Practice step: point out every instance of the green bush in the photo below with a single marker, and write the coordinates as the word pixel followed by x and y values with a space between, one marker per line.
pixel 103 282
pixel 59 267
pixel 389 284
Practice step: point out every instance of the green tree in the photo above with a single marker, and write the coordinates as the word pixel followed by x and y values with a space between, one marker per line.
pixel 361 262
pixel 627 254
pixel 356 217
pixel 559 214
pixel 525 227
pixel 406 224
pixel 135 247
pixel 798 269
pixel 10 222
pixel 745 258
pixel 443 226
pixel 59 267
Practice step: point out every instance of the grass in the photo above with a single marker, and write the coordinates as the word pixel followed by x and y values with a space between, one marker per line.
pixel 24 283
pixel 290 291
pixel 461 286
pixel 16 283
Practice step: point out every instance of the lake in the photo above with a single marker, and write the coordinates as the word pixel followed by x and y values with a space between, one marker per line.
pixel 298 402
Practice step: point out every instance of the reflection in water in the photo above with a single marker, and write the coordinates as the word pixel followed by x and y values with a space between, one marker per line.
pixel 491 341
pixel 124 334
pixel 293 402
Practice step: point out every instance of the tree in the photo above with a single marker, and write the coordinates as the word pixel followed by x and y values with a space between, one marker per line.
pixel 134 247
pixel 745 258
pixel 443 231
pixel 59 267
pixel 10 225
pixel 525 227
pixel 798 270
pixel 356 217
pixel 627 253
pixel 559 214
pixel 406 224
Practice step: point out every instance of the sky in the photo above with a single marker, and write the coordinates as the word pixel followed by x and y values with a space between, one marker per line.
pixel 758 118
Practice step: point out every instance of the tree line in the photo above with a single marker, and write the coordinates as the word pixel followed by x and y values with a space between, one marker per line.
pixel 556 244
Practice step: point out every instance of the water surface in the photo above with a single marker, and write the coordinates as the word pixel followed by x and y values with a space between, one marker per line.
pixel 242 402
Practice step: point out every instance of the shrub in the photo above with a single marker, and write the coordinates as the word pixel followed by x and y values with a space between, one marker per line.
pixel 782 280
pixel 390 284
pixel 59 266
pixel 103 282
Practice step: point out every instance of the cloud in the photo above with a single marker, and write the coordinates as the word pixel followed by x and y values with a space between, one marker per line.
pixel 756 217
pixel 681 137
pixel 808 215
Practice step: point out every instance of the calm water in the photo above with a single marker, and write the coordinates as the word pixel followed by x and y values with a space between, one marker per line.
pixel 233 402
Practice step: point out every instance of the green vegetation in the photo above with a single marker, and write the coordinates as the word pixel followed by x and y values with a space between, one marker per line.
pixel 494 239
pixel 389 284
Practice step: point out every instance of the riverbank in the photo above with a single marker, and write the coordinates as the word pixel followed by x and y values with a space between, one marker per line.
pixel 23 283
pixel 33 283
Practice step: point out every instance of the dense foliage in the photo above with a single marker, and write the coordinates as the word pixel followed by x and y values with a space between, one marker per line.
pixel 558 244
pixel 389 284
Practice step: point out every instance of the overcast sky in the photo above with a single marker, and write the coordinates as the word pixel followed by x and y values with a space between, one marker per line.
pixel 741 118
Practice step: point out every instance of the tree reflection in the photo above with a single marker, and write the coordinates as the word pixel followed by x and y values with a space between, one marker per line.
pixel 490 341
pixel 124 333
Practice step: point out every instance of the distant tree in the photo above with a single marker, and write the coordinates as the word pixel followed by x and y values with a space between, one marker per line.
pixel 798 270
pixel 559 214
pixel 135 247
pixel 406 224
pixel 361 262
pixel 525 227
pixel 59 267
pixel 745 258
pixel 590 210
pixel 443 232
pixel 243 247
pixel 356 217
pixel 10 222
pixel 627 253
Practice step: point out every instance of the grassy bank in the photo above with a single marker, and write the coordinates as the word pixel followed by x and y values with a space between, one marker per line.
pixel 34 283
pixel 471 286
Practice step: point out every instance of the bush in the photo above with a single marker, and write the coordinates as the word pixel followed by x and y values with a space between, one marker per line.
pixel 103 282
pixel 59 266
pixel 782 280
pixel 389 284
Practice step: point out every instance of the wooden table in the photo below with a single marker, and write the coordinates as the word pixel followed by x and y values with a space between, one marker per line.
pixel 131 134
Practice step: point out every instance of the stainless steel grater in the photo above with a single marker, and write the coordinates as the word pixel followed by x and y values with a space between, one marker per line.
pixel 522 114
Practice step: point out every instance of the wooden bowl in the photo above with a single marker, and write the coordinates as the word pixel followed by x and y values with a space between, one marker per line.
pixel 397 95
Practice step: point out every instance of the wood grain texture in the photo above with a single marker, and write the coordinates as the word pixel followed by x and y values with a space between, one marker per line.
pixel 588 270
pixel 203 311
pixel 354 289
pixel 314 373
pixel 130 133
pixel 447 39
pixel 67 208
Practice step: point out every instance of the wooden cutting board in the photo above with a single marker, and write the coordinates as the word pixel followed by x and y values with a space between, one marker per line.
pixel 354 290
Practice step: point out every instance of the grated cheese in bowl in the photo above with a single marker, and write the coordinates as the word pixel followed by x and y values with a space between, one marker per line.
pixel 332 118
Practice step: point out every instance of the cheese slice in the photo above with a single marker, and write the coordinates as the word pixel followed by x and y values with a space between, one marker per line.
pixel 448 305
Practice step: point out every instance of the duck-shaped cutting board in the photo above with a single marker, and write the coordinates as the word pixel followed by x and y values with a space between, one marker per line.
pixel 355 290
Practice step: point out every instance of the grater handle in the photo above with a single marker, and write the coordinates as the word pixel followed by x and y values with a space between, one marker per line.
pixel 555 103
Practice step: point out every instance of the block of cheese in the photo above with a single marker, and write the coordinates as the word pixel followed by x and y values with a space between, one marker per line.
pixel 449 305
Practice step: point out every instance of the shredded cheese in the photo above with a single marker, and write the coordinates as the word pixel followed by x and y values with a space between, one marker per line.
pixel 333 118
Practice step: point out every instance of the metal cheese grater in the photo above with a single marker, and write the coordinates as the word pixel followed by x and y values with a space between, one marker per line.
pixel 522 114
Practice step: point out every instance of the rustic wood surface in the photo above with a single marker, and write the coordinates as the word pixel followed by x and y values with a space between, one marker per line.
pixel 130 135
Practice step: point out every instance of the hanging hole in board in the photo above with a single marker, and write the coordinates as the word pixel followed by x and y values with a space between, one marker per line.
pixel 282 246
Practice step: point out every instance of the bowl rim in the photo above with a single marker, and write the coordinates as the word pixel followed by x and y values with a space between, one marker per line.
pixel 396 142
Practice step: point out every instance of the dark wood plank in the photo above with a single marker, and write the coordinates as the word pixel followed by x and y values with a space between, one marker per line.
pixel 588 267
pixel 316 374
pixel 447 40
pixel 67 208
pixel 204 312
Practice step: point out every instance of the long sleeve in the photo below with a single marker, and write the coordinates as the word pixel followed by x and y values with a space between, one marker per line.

******

▶ [Direction]:
Reproduce every line of the data verbatim.

▶ [Response to the task]:
Practice step: point out every instance of the green bush in the photo below with a single marker, and write the coordinates as the word pixel followed by x and y values with a space between, one marker per line.
pixel 103 282
pixel 59 267
pixel 389 284
Practice step: point out every instance of the green tree in the photo above with a single marker, and write the coordinates as the word pixel followed by x and y values with a space between, one marker per line.
pixel 361 262
pixel 627 254
pixel 356 217
pixel 559 214
pixel 525 227
pixel 406 224
pixel 135 247
pixel 798 269
pixel 10 222
pixel 745 258
pixel 443 226
pixel 59 267
Practice step: point out every instance of the grass in the photo above with a single marker, and write the coordinates as the word pixel followed by x and y values with a space between, one marker per line.
pixel 24 283
pixel 290 291
pixel 461 286
pixel 16 283
Practice step: point out every instance of the lake in the photo above with a single marker, and write the coordinates as the word pixel followed by x and y values with a space between, one marker per line.
pixel 298 402
Practice step: point out every instance of the reflection in water in the photo above with a single marker, and write the coordinates as the word pixel followed by x and y values with a space between, one marker per line.
pixel 491 341
pixel 124 334
pixel 293 402
Practice step: point out every instance of the tree in the photo above with a single marker, and write the coordinates as the word pixel followed by x and y values with a space between, one marker per line.
pixel 134 247
pixel 745 258
pixel 443 231
pixel 59 267
pixel 10 225
pixel 525 227
pixel 798 270
pixel 356 217
pixel 627 253
pixel 559 214
pixel 406 224
Practice step: point out every instance of the sky in the photo above with a single marker, and write the coordinates as the word pixel followed by x and y values with a space between, one marker per line.
pixel 758 118
Practice step: point out every instance of the tree line in the photo above with a single marker, and write the coordinates as the word pixel followed by x and y values with a space between, one marker per line.
pixel 556 244
Practice step: point out every instance of the water surface in the photo above with a single marker, and write the coordinates as the word pixel followed by x and y values with a space between, one marker per line.
pixel 242 402
Practice step: point out every instance of the shrub in the photo above with a single marker, and write the coordinates as the word pixel followed by x and y values with a space between, one marker per line.
pixel 782 280
pixel 390 284
pixel 59 266
pixel 103 282
Practice step: point out every instance of the cloud in the photo above with a single marker, and write the coordinates as the word pixel followed by x and y values with a space between, one marker per line.
pixel 756 217
pixel 681 137
pixel 808 215
Practice step: point out every instance of the calm water in the photo above with a single marker, and write the coordinates as the word pixel followed by x and y values with a space between, one marker per line.
pixel 233 402
Practice step: point out every instance of the green vegetation in the photo above with a single marker, and write the coordinates as the word pixel followed by x and y values with a space between, one marker per line.
pixel 494 239
pixel 389 284
Practice step: point out every instance of the riverbank in the photo above with a single marker, and write the coordinates as the word pixel followed by x and y values with a space between, one marker per line.
pixel 23 283
pixel 33 283
Practice step: point out every instance of the dense foliage in the photo above with a single marker, and write the coordinates as the word pixel followed by x and y values with a space between, one marker per line.
pixel 558 244
pixel 389 284
Practice step: point out every instance of the overcast sky in the photo above with a single marker, and write the coordinates as the word pixel followed by x and y values with a space between, one marker per line.
pixel 741 118
Practice step: point out every instance of the tree reflection in the photo above with a single marker, and write the coordinates as the word pixel followed by x and y values with a space between, one marker per line.
pixel 490 341
pixel 124 333
Practice step: point out every instance of the distant tree in the photo above with a single marker, and write the coordinates as the word pixel followed by x and y values with a space between, one marker per line.
pixel 798 270
pixel 559 214
pixel 135 247
pixel 406 224
pixel 361 262
pixel 525 227
pixel 59 267
pixel 745 258
pixel 590 210
pixel 443 232
pixel 243 247
pixel 356 217
pixel 10 222
pixel 627 253
Practice step: point out every instance of the grassy bank in the photo above with a single marker, and write the coordinates as the word pixel followed by x and y values with a space between, one marker per line.
pixel 34 283
pixel 471 286
Practice step: point out every instance of the bush in the photo above with a single marker, and write the coordinates as the word pixel followed by x and y values with a space between, one marker per line.
pixel 103 282
pixel 59 266
pixel 782 280
pixel 389 284
Practice step: point out every instance of the wooden table in the photo below with a single marker, and write the coordinates as the word pixel followed by x and y values with a space between, one marker per line.
pixel 131 134
Practice step: point out every instance of the stainless steel grater in the photo above with a single marker, and write the coordinates as the word pixel followed by x and y values with a space between, one marker per line.
pixel 522 114
Practice step: point out every instance of the wooden bowl in the photo above with a single marker, and write the coordinates as the word pixel followed by x and y values with a space between, one marker per line.
pixel 397 95
Practice step: point out every instance of the wood grain texture in the photo above with a single marker, and write the coordinates as the word pixel followed by x and y values with a space between, one marker per line.
pixel 588 270
pixel 203 311
pixel 354 289
pixel 314 373
pixel 130 133
pixel 447 39
pixel 67 208
Practice step: point out every instance of the wooden cutting board in the photo above with a single marker, and write the coordinates as the word pixel followed by x and y values with a space between, one marker per line.
pixel 354 290
Practice step: point out every instance of the grated cheese in bowl in the photo above with a single marker, and write the coordinates as the word pixel followed by x and y values with a space between, one marker per line.
pixel 332 118
Practice step: point out every instance of the cheese slice in the photo above with a single marker, and write the coordinates as the word pixel followed by x and y values with a space between, one marker per line.
pixel 448 305
Practice step: point out every instance of the duck-shaped cutting board in the photo above with a single marker, and write the coordinates as the word pixel followed by x and y values with a space between, one marker per line.
pixel 355 290
Practice step: point out every instance of the grater handle in the photo above with a single marker, and write the coordinates as the word pixel followed by x and y values with a space between, one marker per line.
pixel 555 103
Practice step: point out every instance of the block of cheese in the photo above with a single marker, and write the coordinates as the word pixel followed by x and y values with a space between, one marker per line.
pixel 449 305
Practice step: point out every instance of the shredded cheese in the photo above with a single marker, and write the coordinates as the word pixel followed by x and y values with a space between, one marker per line.
pixel 333 118
Practice step: point out every instance of the metal cheese grater in the photo above with a single marker, and write the coordinates as the word pixel followed by x and y values with a space between, one marker per line.
pixel 522 114
Practice step: point out every instance of the rustic wood surface in the photo above with a single marker, and write the coordinates as the word pixel followed by x and y values with a space between, one marker per line.
pixel 130 135
Practice step: point out every instance of the hanging hole in board in the photo above with a single marker, and write the coordinates as the word pixel followed by x and y values with a space between, one marker per line.
pixel 282 246
Practice step: point out every instance of the bowl rim in the photo above with a single marker, and write the coordinates as the word pixel followed by x and y values with a space between, one marker per line.
pixel 396 142
Practice step: point out every instance of the dark wood plank in the photo above with a single marker, and write the coordinates as the word pixel followed by x and y values with a space between, one marker per line.
pixel 588 267
pixel 316 374
pixel 447 40
pixel 67 208
pixel 204 312
Practice step: point out every instance of the long sleeve in the photo below with a single marker, and write the coordinates as the word pixel followed by x and y values with a space between, one marker per line.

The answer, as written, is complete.